DIRECTIVE
Leaving the pictures aside, transcribe every line below exactly.

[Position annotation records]
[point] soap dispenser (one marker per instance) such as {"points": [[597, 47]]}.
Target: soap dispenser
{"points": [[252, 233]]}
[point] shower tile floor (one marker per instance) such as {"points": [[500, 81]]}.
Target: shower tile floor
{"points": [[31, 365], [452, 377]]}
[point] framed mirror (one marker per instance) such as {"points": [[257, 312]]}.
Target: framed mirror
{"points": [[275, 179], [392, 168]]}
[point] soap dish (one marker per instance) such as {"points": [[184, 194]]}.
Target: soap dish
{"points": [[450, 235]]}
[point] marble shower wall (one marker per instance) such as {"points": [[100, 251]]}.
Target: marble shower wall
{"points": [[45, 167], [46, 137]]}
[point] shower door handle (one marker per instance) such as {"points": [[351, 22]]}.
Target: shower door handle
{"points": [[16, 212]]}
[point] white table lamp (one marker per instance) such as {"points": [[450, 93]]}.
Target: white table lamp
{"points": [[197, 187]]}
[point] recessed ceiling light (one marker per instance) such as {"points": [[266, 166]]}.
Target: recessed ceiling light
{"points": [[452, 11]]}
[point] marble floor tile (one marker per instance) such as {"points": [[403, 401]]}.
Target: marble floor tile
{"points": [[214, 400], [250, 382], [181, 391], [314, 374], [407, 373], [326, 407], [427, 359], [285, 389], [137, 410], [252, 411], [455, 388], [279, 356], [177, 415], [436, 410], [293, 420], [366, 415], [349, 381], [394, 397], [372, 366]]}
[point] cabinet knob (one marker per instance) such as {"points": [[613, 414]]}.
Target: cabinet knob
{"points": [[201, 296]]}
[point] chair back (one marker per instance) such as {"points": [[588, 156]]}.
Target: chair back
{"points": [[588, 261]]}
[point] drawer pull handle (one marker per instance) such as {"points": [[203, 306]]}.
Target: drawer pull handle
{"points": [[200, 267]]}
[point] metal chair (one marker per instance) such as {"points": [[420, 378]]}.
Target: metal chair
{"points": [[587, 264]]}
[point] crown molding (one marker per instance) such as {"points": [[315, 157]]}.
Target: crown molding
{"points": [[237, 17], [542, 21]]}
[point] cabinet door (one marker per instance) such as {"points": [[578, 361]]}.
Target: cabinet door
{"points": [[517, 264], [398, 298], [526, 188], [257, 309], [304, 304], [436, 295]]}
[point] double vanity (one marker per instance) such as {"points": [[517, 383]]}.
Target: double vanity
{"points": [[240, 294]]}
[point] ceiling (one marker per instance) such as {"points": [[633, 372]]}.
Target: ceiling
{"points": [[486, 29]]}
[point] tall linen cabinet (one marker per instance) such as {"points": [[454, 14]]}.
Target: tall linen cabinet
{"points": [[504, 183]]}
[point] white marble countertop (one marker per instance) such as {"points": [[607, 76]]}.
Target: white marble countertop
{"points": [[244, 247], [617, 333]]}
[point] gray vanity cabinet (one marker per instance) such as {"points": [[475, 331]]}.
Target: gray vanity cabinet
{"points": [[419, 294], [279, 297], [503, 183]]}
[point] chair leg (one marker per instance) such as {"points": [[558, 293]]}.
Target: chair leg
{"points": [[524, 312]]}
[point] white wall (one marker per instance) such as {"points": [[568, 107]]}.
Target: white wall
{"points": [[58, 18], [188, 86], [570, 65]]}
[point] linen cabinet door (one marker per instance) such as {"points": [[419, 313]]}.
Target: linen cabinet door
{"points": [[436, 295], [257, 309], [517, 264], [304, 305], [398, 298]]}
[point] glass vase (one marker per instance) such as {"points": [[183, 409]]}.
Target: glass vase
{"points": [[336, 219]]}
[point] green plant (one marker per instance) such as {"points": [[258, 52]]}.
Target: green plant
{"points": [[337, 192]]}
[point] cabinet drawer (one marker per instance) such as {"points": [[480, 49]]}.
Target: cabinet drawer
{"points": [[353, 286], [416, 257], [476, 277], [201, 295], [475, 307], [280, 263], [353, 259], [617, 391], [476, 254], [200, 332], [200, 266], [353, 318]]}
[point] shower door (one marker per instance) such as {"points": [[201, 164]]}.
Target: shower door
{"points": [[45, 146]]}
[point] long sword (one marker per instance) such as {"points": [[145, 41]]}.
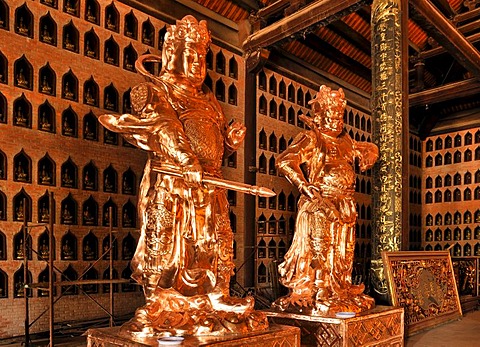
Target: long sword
{"points": [[219, 182]]}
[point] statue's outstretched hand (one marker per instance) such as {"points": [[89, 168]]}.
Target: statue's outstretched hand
{"points": [[236, 133], [309, 190], [367, 153], [192, 174]]}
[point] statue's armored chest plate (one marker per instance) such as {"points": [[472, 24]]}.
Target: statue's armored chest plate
{"points": [[202, 125]]}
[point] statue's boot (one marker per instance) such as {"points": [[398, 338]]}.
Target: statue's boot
{"points": [[222, 302]]}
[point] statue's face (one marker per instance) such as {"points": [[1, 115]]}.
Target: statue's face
{"points": [[194, 65], [333, 123]]}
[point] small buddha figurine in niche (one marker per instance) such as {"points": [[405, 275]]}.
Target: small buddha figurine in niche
{"points": [[457, 220], [109, 137], [45, 123], [20, 118], [20, 173], [261, 252], [468, 219], [46, 88], [88, 218], [429, 236], [468, 234], [111, 22], [448, 235], [88, 182], [19, 288], [21, 79], [67, 180], [457, 251], [46, 36], [127, 107], [88, 133], [146, 37], [43, 250], [44, 214], [126, 186], [70, 7], [67, 93], [89, 50], [89, 99], [68, 44], [22, 27], [19, 211], [108, 57], [91, 17], [108, 183], [45, 177], [67, 251], [88, 252], [67, 216], [67, 129], [109, 105], [127, 221], [43, 279], [19, 251], [448, 220], [456, 235], [128, 63]]}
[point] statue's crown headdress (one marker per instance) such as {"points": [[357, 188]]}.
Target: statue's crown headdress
{"points": [[188, 29], [330, 101]]}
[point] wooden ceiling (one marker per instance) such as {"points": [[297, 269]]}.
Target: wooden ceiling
{"points": [[334, 36]]}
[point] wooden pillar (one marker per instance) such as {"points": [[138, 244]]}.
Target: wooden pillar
{"points": [[390, 133], [254, 62]]}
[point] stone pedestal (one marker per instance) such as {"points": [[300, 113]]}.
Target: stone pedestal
{"points": [[382, 326], [276, 335]]}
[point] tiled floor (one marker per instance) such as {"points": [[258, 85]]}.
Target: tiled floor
{"points": [[462, 333]]}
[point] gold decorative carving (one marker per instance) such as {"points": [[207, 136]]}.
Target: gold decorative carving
{"points": [[381, 326], [184, 255], [318, 266], [424, 284], [387, 115]]}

TASK RESULT
[point] soap dispenser (one marker per instance) such as {"points": [[597, 47]]}.
Target: soap dispenser
{"points": [[252, 233]]}
[point] shower tile floor (one marker per instance) such as {"points": [[500, 81]]}.
Target: shower tile floor
{"points": [[31, 365], [452, 377]]}
[point] framed mirror (one marker per instance) such as {"points": [[257, 312]]}.
Target: framed mirror
{"points": [[275, 179], [392, 168]]}
[point] soap dish (one marker per instance) such as {"points": [[184, 194]]}.
Target: soap dish
{"points": [[450, 235]]}
[point] marble shower wall (one marker per instance) such as {"points": [[100, 251]]}.
Target: marble shower wall
{"points": [[45, 167], [46, 137]]}
[point] shower door handle (one marker per instance) such as {"points": [[351, 22]]}.
Target: shower door handle
{"points": [[16, 212]]}
[point] white table lamp (one marker per instance) such as {"points": [[450, 93]]}.
Target: white table lamp
{"points": [[197, 187]]}
[point] recessed ceiling light (one marker per instance) such as {"points": [[266, 166]]}.
Target: recessed ceiling light
{"points": [[452, 11]]}
[point] marble floor tile (one marker per instance) such as {"points": [[403, 401]]}.
Target: marble floor tile
{"points": [[214, 400], [250, 382], [181, 391], [314, 374], [407, 373], [326, 407], [427, 359], [285, 389], [137, 410], [252, 411], [455, 388], [279, 356], [177, 415], [436, 410], [293, 420], [366, 415], [349, 381], [394, 397], [372, 366]]}
[point] cabinet knob (one marker per instance) such as {"points": [[613, 414]]}.
Target: cabinet knob
{"points": [[201, 296]]}
[point] chair back (one marker per instance) such as {"points": [[588, 156]]}.
Target: chair back
{"points": [[588, 261]]}
[point] drawer pull handle (one marker per instance) such as {"points": [[203, 306]]}.
Target: drawer pull handle
{"points": [[200, 267]]}
[point] metal chair (one marker per instance) such as {"points": [[420, 378]]}.
Target: metal chair
{"points": [[587, 264]]}
[point] crown molding (one marker per instance) such as {"points": [[315, 157]]}.
Target: crown molding
{"points": [[237, 17], [542, 21]]}
[point] cabinet door (one marker per instance) such as {"points": [[578, 361]]}.
Target: cabinet door
{"points": [[517, 264], [398, 298], [526, 188], [257, 309], [304, 304], [436, 295]]}
[point] double vanity (one marker per instance) such as {"points": [[517, 383]]}.
Target: double vanity
{"points": [[240, 294]]}
[point] ceiling (one marker per instance) such as {"points": [[633, 372]]}.
Target: ceiling
{"points": [[486, 29]]}
[point] tall linen cabinet (one marker per instance) such as {"points": [[454, 14]]}.
Target: tall linen cabinet
{"points": [[504, 183]]}
[point] white marble countertop (one marker per instance) such as {"points": [[607, 76]]}.
Target: white marble countertop
{"points": [[244, 247], [617, 333]]}
[point] gray vanity cabinet (one marker per instance) such as {"points": [[475, 331]]}.
Target: gray vanity cabinet
{"points": [[419, 294], [279, 297], [503, 183]]}
[point] chair leg (one marker per instance) such as {"points": [[558, 293]]}.
Target: chair leg
{"points": [[524, 312]]}
[point] white wall (one marker per instance) such as {"points": [[568, 107]]}.
Target: white wall
{"points": [[58, 18], [188, 86], [570, 65]]}
[point] linen cabinet door (one marker per instance) such as {"points": [[419, 313]]}.
Target: linen cabinet door
{"points": [[436, 295], [257, 309], [517, 264], [304, 305], [398, 298]]}
[point] glass vase (one marker per instance) such as {"points": [[183, 409]]}.
Target: glass vase
{"points": [[336, 219]]}
[point] green plant (one marker per instance) such as {"points": [[258, 52]]}.
Target: green plant
{"points": [[337, 192]]}
[point] cabinet drawer (one marker per instance) such as {"points": [[480, 49]]}.
Target: cabinet drawer
{"points": [[353, 286], [416, 257], [476, 277], [201, 295], [475, 307], [280, 263], [353, 259], [617, 391], [476, 254], [200, 332], [200, 266], [353, 318]]}
[point] shower door (one marker per instance) such as {"points": [[201, 164]]}.
Target: shower door
{"points": [[45, 146]]}
[point] long sword (one marker per instance) such as {"points": [[145, 41]]}.
Target: long sword
{"points": [[219, 182]]}
[point] statue's outstretched hand (one marker per instance) such as {"points": [[89, 168]]}.
Target: statue's outstretched hand
{"points": [[236, 133], [309, 190], [367, 153], [192, 174]]}
[point] statue's armored chest plate (one marker per instance) such as {"points": [[472, 24]]}.
Target: statue's armored chest plate
{"points": [[202, 125]]}
[point] statue's boot (one marker per instance) such as {"points": [[398, 338]]}.
Target: statue's boot
{"points": [[222, 302]]}
[point] statue's face (one marker per instance) such as {"points": [[1, 115]]}.
Target: statue's face
{"points": [[194, 65], [333, 123]]}
[point] small buddha figurine in niche (one marker per instance) such as {"points": [[405, 275]]}.
Target: small buddha figurine in niche
{"points": [[457, 220], [109, 137], [45, 123], [20, 118], [20, 173], [261, 252], [468, 219], [46, 88], [88, 218], [429, 236], [468, 234], [111, 22], [448, 235], [88, 182], [19, 288], [21, 79], [67, 180], [457, 251], [46, 36], [127, 107], [88, 133], [146, 37], [43, 250], [44, 214], [126, 186], [70, 7], [67, 93], [89, 50], [89, 99], [68, 44], [22, 27], [19, 211], [108, 57], [91, 17], [108, 183], [45, 177], [67, 251], [88, 252], [67, 216], [67, 129], [109, 105], [127, 221], [43, 279], [19, 251], [448, 220], [456, 235], [128, 63]]}
[point] statue's crown headdress (one marker per instance) such as {"points": [[357, 188]]}.
Target: statue's crown headdress
{"points": [[188, 29], [330, 101]]}
[point] wooden ceiling (one marker per instance) such as {"points": [[297, 269]]}.
Target: wooden ceiling
{"points": [[334, 36]]}
[point] wooden pillar (one marker per instance) such as {"points": [[138, 244]]}.
Target: wooden pillar
{"points": [[390, 133], [254, 62]]}
[point] stone pedestal (one marker per instance) such as {"points": [[300, 113]]}.
Target: stone pedestal
{"points": [[382, 326], [276, 335]]}
[point] tiled floor (one marker per instance) such as {"points": [[258, 85]]}.
Target: tiled floor
{"points": [[462, 333]]}
[point] gold decorative carving (one marker per instance) such as {"points": [[207, 136]]}.
Target: gold decorative carving
{"points": [[381, 326], [184, 255], [318, 266], [424, 284], [387, 115]]}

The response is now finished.